Utagawa Fusatane 歌川 房種 (active 1854-1889) was a student of Utagawa Sadafusa (active 1825-1850). His signatures include Ōsai (櫻斎), Isshōsai (一笑斎), and Ippyōsai (一瓢斎). His original name was Murai Seima (村井 静馬).  The dates of his birth and death are not known.  Various dates are given for his "active" periods with an earliest date of 1849 and the latest date being 1888.  The Museum of Fine Arts, Boston lists 1854-1888 as his active period.

Source: The Hotei Encyclopedia of Japanese Woodblock Prints, Amy Reigle Newland, Hotei Publishing Company, 2005, p. 503
Act. c. late 1850s-70 – Edo/Tokyo print designer.  A pupil of Utagawa Sadafusa.  Fusatane produced fukeiga (pictures of landscapes), bijin-ga (pictures of beautiful women) and zokuga (pictures of manners and customs), including subject-matter of kaika-e (pictures of Japan's modernization).  His bijin reflect the drawing style of Utagawa Kunisada (1786 - 1865) and Sadafusa, while his landscapes were strongly influenced by Utagawa Hiroshige (1797-1858).  His Genji mitata-e (parody pictures) sets include From Genji in the Four Seasons (Genji shiki no uchi, 8/1862).  At his best Fusatane could rise above ordinary, as in his series of uchiwa-e titled Complete Famous Places of Former Times (Kodai meisho soroi, c. 1847-52) featuring half-length portraits of beauties posed before Hiroshige-style views.  Other gagō: Isshosai, Ippyosai.

▸ Rows:
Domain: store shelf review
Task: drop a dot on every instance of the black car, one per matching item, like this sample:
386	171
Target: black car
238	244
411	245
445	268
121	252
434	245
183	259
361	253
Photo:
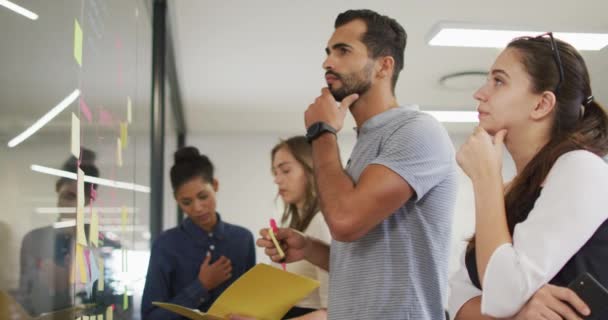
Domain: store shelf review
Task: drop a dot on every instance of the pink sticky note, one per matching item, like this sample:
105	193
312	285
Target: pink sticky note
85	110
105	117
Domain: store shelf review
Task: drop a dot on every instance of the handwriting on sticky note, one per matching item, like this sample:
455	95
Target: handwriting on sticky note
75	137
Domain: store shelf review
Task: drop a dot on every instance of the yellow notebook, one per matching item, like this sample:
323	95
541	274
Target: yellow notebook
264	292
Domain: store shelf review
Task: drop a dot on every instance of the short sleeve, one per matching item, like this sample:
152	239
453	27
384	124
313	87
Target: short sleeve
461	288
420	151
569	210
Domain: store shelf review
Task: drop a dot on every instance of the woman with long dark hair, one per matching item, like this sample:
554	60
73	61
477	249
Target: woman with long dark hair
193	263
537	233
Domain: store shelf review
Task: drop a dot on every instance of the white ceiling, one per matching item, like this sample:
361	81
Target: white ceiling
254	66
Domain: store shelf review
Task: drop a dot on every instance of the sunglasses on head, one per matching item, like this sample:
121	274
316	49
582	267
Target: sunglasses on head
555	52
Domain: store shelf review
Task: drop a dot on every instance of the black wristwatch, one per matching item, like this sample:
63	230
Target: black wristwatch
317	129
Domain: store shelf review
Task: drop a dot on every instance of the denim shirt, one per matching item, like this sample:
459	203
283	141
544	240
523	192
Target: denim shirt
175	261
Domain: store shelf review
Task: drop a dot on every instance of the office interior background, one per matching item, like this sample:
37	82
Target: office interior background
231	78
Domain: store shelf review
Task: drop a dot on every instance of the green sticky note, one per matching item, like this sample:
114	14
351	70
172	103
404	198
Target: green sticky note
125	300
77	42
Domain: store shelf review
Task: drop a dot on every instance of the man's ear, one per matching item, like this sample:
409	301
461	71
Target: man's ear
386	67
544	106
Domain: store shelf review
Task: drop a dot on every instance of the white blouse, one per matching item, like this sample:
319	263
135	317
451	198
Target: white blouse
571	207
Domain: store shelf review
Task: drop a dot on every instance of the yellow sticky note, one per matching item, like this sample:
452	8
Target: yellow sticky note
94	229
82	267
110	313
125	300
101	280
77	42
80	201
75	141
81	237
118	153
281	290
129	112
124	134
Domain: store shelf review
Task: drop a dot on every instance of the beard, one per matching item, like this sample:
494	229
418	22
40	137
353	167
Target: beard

▸ Direction 1: Do these statements agree with the text on Utagawa Fusatane? (a) Fusatane's original name was Murai Seima. (b) The dates of his birth and death are recorded. (c) His landscapes were strongly influenced by Utagawa Kunisada. Answer yes or no for each, and quote the deciding words.
▸ Direction 2: Quote the stretch of the text on Utagawa Fusatane from "Utagawa Fusatane 歌川" through "his active period.".
▸ Direction 3: Which work does the text on Utagawa Fusatane give as an example of Fusatane rising above the ordinary, and what did that work feature? Answer in one to three sentences.

▸ Worked answer 1:
(a) Yes: "His original name was Murai Seima (村井 静馬)."
(b) No: "The dates of his birth and death are not known."
(c) No: "his landscapes were strongly influenced by Utagawa Hiroshige (1797-1858)."

▸ Worked answer 2:
Utagawa Fusatane 歌川 房種 (active 1854-1889) was a student of Utagawa Sadafusa (active 1825-1850). His signatures include Ōsai (櫻斎), Isshōsai (一笑斎), and Ippyōsai (一瓢斎). His original name was Murai Seima (村井 静馬).  The dates of his birth and death are not known.  Various dates are given for his "active" periods with an earliest date of 1849 and the latest date being 1888.  The Museum of Fine Arts, Boston lists 1854-1888 as his active period.

▸ Worked answer 3: The example is his series of uchiwa-e titled Complete Famous Places of Former Times (Kodai meisho soroi). The series featured half-length portraits of beauties posed before Hiroshige-style views.